=== Exercise ===
Word for word, repeat the entries, minus the pictures.

=== Entries provided ===
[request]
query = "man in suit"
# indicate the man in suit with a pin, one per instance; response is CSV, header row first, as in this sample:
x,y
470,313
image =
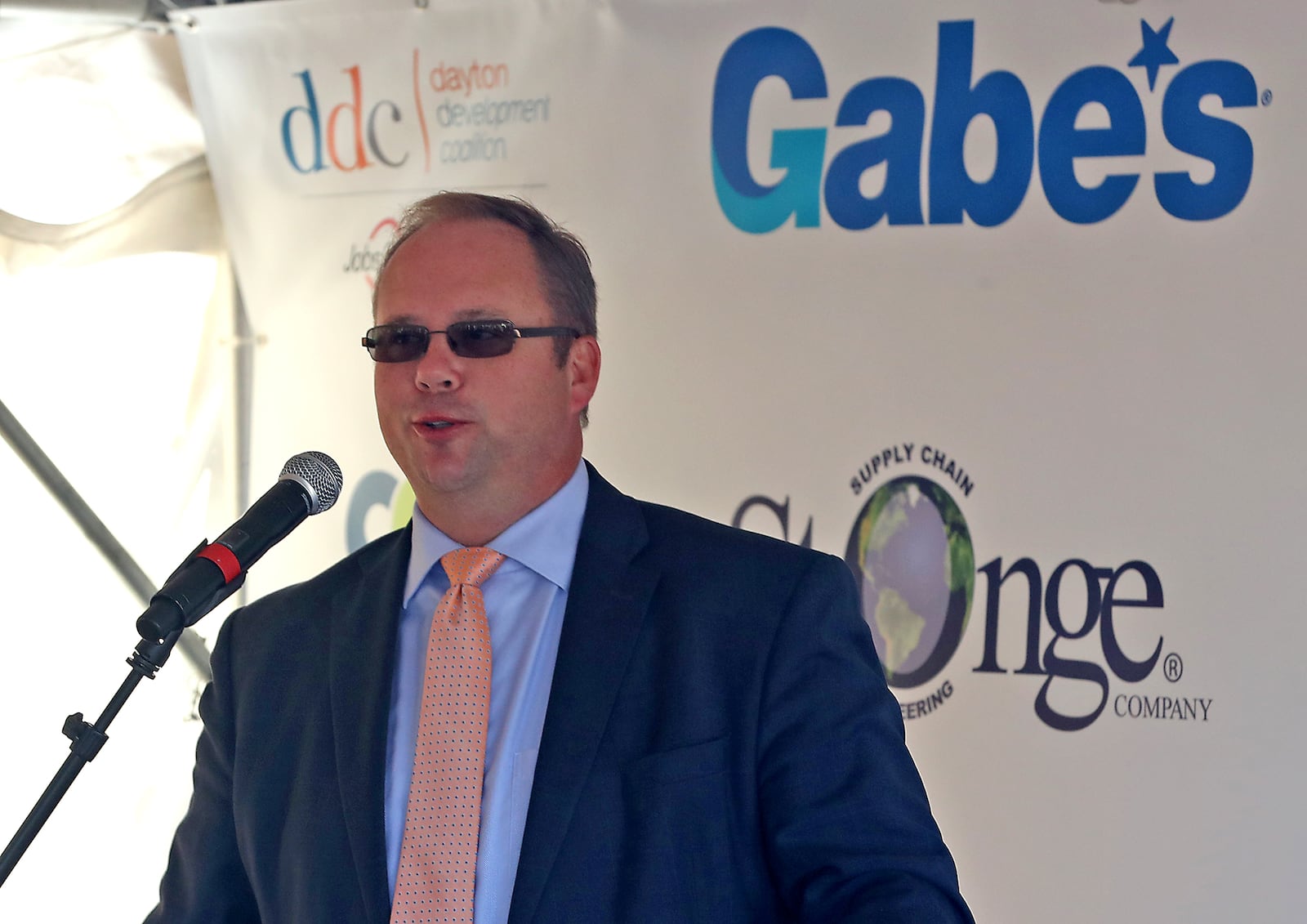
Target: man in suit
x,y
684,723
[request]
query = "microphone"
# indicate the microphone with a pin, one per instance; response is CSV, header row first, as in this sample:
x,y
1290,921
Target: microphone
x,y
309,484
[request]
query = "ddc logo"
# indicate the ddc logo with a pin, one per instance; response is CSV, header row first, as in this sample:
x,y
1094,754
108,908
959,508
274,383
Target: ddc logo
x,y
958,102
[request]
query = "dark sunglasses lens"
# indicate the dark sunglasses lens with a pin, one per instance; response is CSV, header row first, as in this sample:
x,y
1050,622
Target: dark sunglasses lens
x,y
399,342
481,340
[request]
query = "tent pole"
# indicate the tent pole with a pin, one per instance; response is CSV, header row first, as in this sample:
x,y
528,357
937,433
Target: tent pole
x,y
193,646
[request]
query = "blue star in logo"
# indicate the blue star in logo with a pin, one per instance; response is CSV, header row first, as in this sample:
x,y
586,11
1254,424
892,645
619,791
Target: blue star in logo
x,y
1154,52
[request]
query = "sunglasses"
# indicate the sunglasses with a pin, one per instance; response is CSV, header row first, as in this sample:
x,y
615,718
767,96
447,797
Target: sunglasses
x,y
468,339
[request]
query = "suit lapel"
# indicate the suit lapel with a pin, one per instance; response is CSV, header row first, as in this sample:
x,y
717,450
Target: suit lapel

=== Output ===
[request]
query = "man in suit"
# indicate the man in suit with a pin, one per instance; response is CSV, header row first, as in this sample:
x,y
470,313
image =
Target: man in suit
x,y
684,723
[request]
query = "microphone"
# indicate the microphone with a pin, one per instance; response is CSV, header row first, as in this sample:
x,y
1290,921
Target: microphone
x,y
309,484
[request]
query = "ddc logo"
# indicate the ddc logo with a pin, one per instance; response is CSV, header row first, as in this sample:
x,y
1094,754
108,908
959,508
274,383
Target: ddc logo
x,y
958,102
[request]
query = "dark sunglasses lens"
# indicate the dark sunglasses lens with a pin, one per instance; response is CSV, header row first, as in this sample:
x,y
1050,622
Target: dark sunglasses lens
x,y
399,342
481,340
[request]
query = "tent pole"
# indicate the tent pole with a pin, one per instance; response is CSV, header row first, as in this sample:
x,y
528,357
937,433
Target: tent pole
x,y
193,646
[request]
query = "blue star in logo"
# indicate the blue star in logo with a pin, one per instance; response is CSV, header row first, as in this sample:
x,y
586,11
1254,424
892,645
619,791
Target: blue star in logo
x,y
1154,52
[request]
query = "sunglasses"
# indicate the sunglasses with a pin, one per instance; response is CSV, header row first, as in this sample:
x,y
615,718
767,96
447,797
Target: sunglasses
x,y
468,339
[request]
query = "suit lapel"
# indicate the suit lapel with a pin, one per instance; response is CSV, header row first, as in this sample:
x,y
717,450
Target: suit lapel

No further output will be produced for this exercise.